TASK DETAILS: Using the entries that follow, establish how many lines contain the word "path" and give only that figure.

-------- RECORDS PROVIDED

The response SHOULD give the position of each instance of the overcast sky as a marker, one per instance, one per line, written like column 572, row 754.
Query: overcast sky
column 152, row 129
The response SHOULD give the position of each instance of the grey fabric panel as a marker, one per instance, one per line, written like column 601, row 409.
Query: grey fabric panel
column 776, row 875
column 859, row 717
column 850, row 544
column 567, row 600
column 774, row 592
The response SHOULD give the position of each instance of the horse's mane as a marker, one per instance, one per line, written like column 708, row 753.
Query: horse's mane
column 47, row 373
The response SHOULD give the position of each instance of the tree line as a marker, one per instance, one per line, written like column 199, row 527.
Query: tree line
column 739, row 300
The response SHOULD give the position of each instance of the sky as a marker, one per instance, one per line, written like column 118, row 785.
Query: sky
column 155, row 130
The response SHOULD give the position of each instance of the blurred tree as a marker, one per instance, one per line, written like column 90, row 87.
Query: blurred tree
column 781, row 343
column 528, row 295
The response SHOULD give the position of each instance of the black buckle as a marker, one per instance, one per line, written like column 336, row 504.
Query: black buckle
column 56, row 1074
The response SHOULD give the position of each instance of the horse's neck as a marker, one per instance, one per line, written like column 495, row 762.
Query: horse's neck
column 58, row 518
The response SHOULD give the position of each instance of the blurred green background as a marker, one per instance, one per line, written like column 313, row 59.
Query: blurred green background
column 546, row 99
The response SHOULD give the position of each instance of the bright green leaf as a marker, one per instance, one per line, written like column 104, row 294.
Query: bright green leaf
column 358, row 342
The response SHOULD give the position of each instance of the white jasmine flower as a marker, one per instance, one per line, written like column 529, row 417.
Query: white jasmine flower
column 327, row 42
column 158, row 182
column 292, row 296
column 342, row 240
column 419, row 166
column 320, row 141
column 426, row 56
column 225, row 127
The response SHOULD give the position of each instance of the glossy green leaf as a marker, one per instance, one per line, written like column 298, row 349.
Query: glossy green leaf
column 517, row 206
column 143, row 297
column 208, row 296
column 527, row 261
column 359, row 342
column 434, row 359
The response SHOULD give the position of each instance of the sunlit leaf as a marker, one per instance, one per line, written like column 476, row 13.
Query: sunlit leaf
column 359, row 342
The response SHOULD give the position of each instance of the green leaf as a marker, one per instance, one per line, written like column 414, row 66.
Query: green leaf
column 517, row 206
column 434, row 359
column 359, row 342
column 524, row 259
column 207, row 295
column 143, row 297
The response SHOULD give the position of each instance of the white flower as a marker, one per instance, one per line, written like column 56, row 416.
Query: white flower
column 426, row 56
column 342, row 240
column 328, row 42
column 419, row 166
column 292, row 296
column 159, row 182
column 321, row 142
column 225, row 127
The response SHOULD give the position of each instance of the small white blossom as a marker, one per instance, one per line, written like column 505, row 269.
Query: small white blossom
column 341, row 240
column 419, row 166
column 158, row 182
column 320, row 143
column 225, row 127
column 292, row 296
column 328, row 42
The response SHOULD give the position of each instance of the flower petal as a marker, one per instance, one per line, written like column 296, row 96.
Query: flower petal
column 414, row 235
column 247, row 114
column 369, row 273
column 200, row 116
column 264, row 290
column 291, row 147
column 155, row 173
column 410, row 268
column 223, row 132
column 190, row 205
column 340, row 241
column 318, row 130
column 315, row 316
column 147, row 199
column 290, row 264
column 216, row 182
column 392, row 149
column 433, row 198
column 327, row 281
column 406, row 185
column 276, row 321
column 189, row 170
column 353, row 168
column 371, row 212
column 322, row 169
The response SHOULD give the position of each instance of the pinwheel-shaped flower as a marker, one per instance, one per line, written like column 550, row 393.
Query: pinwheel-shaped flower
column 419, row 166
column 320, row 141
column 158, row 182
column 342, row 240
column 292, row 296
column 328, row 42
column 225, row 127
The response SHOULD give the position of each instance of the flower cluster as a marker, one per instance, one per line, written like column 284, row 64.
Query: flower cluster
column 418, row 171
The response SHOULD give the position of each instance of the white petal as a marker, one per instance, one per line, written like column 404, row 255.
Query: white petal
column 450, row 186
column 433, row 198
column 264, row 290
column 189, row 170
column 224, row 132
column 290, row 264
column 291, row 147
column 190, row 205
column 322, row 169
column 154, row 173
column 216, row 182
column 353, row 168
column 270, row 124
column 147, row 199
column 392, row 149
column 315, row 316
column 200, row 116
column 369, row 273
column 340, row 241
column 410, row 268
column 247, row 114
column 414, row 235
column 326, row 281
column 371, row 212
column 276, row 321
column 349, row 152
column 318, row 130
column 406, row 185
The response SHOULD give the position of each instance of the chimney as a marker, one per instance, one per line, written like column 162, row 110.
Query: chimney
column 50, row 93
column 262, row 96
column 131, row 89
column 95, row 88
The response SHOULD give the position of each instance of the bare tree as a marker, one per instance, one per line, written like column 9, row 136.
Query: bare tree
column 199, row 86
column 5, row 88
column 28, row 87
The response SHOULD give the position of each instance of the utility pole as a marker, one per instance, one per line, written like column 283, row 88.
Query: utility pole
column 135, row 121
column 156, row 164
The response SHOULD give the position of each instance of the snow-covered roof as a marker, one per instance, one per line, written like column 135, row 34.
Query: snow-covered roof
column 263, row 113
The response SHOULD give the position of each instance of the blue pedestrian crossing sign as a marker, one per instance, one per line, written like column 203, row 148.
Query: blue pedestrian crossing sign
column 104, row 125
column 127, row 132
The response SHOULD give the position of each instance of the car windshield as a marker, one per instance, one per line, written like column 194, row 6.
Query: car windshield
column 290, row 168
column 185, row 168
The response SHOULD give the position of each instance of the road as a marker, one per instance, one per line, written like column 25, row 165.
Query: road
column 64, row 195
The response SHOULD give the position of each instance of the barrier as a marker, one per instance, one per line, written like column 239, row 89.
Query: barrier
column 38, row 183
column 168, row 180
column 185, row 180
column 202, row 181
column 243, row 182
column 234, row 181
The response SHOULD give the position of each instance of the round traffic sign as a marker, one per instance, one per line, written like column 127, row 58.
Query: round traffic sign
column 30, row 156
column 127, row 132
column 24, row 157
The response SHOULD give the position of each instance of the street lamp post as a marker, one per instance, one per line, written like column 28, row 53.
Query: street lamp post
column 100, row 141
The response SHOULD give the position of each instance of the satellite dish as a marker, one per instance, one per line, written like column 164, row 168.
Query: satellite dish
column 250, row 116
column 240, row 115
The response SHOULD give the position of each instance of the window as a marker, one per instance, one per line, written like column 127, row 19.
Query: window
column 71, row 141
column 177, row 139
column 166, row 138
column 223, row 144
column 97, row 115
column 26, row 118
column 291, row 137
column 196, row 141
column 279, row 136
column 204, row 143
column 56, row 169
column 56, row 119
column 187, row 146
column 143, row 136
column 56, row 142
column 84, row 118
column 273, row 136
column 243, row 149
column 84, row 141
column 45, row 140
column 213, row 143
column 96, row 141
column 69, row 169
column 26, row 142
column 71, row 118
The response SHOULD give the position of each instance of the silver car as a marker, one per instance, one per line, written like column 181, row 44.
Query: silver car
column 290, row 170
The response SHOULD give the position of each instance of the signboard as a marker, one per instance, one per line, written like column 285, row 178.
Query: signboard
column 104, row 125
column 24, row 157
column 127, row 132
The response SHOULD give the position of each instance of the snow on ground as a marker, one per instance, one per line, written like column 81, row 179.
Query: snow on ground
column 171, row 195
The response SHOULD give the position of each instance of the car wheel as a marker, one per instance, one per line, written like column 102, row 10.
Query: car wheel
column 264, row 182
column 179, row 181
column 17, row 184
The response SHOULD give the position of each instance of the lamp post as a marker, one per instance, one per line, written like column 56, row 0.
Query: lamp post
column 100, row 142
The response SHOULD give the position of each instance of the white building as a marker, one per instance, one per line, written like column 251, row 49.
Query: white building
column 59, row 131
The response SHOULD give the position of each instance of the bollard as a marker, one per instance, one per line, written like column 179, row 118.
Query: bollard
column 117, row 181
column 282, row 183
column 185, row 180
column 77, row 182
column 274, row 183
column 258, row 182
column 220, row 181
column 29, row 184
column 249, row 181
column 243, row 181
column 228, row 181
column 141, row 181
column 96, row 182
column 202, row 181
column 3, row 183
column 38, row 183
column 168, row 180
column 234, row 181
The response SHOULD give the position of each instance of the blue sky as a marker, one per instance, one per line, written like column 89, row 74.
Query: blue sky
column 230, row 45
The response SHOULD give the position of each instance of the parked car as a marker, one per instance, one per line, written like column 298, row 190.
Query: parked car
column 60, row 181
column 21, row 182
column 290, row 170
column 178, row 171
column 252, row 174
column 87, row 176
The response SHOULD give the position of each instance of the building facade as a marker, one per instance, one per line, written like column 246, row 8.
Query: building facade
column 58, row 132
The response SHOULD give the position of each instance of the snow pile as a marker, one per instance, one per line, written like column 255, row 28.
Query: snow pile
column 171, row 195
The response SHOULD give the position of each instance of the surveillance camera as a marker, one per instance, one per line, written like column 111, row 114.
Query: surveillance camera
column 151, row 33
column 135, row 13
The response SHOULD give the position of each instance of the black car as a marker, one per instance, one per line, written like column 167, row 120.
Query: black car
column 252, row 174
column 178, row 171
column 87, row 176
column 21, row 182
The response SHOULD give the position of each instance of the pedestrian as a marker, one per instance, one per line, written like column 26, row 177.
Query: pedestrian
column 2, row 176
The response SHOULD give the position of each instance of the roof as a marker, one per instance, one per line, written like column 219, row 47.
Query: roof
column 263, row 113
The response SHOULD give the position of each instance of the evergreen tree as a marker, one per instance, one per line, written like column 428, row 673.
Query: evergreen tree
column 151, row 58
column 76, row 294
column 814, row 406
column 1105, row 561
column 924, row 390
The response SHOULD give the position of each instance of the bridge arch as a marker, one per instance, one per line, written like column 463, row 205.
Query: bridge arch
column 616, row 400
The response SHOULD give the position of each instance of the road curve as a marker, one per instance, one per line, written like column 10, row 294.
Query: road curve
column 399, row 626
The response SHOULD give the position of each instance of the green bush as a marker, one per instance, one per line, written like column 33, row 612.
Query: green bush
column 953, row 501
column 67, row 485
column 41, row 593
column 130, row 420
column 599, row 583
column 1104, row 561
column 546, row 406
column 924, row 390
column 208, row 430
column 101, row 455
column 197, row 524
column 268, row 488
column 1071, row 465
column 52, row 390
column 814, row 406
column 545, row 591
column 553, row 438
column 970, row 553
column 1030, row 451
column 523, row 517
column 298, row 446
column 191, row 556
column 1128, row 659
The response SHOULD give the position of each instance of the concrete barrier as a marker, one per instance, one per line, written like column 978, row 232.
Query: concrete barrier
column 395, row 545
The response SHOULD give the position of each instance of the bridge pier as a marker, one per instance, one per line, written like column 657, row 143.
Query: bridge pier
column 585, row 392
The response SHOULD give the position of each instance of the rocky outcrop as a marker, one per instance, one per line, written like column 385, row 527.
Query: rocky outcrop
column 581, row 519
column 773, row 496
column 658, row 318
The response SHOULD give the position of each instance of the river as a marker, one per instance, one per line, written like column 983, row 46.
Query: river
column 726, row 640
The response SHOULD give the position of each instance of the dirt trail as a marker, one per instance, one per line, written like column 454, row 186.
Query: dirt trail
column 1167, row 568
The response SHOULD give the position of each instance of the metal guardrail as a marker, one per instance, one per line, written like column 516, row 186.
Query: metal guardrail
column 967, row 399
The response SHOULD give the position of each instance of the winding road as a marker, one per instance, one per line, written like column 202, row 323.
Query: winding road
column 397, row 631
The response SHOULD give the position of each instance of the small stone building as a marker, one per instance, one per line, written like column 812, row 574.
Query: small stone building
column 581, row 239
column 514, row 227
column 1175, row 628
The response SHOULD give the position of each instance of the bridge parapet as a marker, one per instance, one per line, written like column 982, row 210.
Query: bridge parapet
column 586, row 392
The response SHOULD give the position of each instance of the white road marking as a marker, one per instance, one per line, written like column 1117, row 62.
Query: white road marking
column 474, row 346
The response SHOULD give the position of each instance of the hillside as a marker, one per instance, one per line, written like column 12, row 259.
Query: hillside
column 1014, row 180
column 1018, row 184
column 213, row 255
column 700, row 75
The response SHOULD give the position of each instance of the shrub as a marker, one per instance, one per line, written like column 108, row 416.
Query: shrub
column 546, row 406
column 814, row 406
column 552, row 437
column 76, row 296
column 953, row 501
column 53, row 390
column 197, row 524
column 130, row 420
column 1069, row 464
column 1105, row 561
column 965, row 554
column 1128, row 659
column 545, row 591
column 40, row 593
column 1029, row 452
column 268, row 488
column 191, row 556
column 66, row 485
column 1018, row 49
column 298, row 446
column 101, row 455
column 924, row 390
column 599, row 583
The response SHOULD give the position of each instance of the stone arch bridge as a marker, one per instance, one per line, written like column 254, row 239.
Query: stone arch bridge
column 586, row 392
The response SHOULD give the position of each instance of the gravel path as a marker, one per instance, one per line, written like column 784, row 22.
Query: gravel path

----------------

OUTPUT OF THE TASK: 2